## Исходный текст
________________
Первым признаком новой эры в истории Ленинграда стала «десталинизация» ленинградской архитектуры. Началось с обрубания лишнего. В декабре 1954 года Хрущев задал советским зодчим изрядную трепку за «излишества и индивидуализм», столь характерные для «сталинского ампира». В ноябре 1955-го эта волна докатилась и до Ленинграда. Здесь борьбу с «излишествами» развернул все тот же хрущевский выдвиженец Ф.Р. Козлов. Начал он с разноса главного архитектора В.А Каменского, архитекторов О.И. Гурьева, Ю.Я. Мачерета. Их обвинили в стремлении «идти по пути ложного украшательства и недопустимых излишеств, пренебрегая интересами государства, интересами людей, для которых они строят». Все с ужасом ждали «оргвыводов», к счастью, их не последовало. Однако проект застройки проспекта имени Сталина был существенно откорректирован и упрощен.

Новый ритм городской жизни тех лет определило открытие в 1955 году Ленинградского метрополитена. И внешний, и внутренний декор первых станций – площади Восстания, Кировского завода, Автово и некоторых других были еще по-сталински монументальны и помпезны. «Роскошь» подземного города, необыкновенная глубина эскалаторных шахт породили новую традицию. Посещавшие город высокопоставленные зарубежные гости считали своим долгом не только наведываться в традиционные места паломничества – Эрмитаж и Русский музей, но и обязательно спускались в метро. Этот вид транспорта пришелся по душе и рядовым ленинградцам. Появление на городских улицах больших букв «М» создавало ощущение равенства со столицей, где метро было еще до войны. Молодежь стала назначать свидания на станциях метрополитена.

И вообще, к городу на Неве отношение изменилось. Казалось, всеми действиями власть хочет реабилитироваться в глазах ленинградцев и за муки, которые они вынуждено претерпели в дни блокады, и за не вынужденные репрессии конца 40-х. Во всяком случае, именно так расценили многие горожане весьма странное действо – празднование в конце июня – начале июля холодного 1953 года 250-летнего юбилея города. Во время пышных торжеств на стадионе имени Кирова под бурные аплодисменты трибун на стилизованном ботике по искусственным волнам «проплывет» сам Петр I. Вдоль всего Невского на каждом втором фонарном столбе будут укреплены трехъярусные паруса, как бы напоминавшие о мечте царя-реформатора – добиться выхода страны к Балтийскому морю. Именно в эти дни с Нарышкина бастиона Петропавловской крепости вновь прозвучит выстрел онемевшей с 1934 года полуденной пушки. Как дань петербургским культурным традициям будет воспринято, приуроченное к 250-летию, запоздалое открытие на Площади искусств памятника А.С. Пушкину.
________________
## Фрагмент набора данных
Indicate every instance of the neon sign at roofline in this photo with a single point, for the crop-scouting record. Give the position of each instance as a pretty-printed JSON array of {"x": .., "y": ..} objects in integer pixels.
________________
## План работы
- a) Определите, соответствуют ли тексту о Ленинграде следующие утверждения: (i) Ленинградский метрополитен открылся в 1955 году; (ii) после разноса архитекторов последовали «оргвыводы»; (iii) полуденная пушка молчала с 1934 года. На каждое утверждение ответьте «да» или «нет» и приведите дословно решающие слова текста.
- b) Где, согласно тексту о Ленинграде, был открыт памятник А.С. Пушкину, приуроченный к 250-летию города?
- c) Продолжите текст о Ленинграде 1950-х годов с его последнего предложения.

## Результаты выполнения
- a)
(i) Да: «открытие в 1955 году Ленинградского метрополитена».
(ii) Нет: «Все с ужасом ждали «оргвыводов», к счастью, их не последовало».
(iii) Да: «онемевшей с 1934 года полуденной пушки».

- b) На Площади искусств.

- c)
Впрочем, тот «странный» юбилей объективно стал всего лишь еще одним свидетельством новой, покуда неизведанной, но гораздо более вольной жизни. Преображался Невский проспект. На центральной улице Ленинграда появились новые персонажи. Первыми ласточками перемен стали так называемые «стиляги». Выглядели они примерно так: туфли на толстой подошве, пестрые носки, волосы, уложенные в виде кока а-ля Элвис Пресли, клетчатые пиджаки с ватными плечами и галстук, который за экзотическую расцветку получил название «пожар в джунглях». Дети советской элиты – они могли позволить себе разъезжать на папиной «Победе» и доставать дорогие западные шмотки у фарцовщиков. Городские власти, не забывая о «двустороннем движении», призывали всячески бороться с подобной «плесенью», «попугаями» и «тарзанами». Но памятуя о высоких родственных связях, отлавливать их на Невском, называвшемся на сленге 50-х годов «Бродом», было поручено не милиции, а возникшим в 1954 году бригадам содействия. Так что, ленинградские «бригадмильцы» тоже новые персонажи времен «оттепели».

Еще одним знаком свободы в повседневной жизни Ленинграда стали, как это ни покажется парадоксальным, магазины, в которых спиртные напитки начнут продавать в розлив. Многим ленинградцам до сих пор памятна знаменитая «Щель» неподалеку от «Астории», небольшой магазинчик «Вина-Коньяки» на углу Невского и Большой морской, «Коньяк-Шампанское» на Невском, рядом с Малой Садовой. Там подавали грузинский коньяк, полусухое шампанское, а еще – знаковый напиток «оттепели» – коктейль с вполне ленинградским названием «Белая ночь». В декабре 1954-го в Ленинграде открылись первые советские «супермаркеты», другими словами, магазины без продавцов.

Ну и, наконец, как главная примета времени – в городе появились первые реабилитированные узники ГУЛАГа.

Сразу же после июльского 1955 года пленума ЦК началась подготовка к очередному XX партийному съезду. Она велась в условиях усиления процесса освобождения политических заключенных. На 1 января 1954 года их численность составляла 475 тысяч человек, к началу 1956 года сократилась до 114 тысяч. Росло и число реабилитированных. В 1954 году реабилитированы жертвы «ленинградского дела», в ноябре 1955 года – члены Еврейского антифашистского комитета. Реабилитированы были арестованные после войны военачальники, положено начало пересмотру политических обвинений 1930-х годов. До начала 1956 года реабилитированных насчитывалось около 16 тысяч.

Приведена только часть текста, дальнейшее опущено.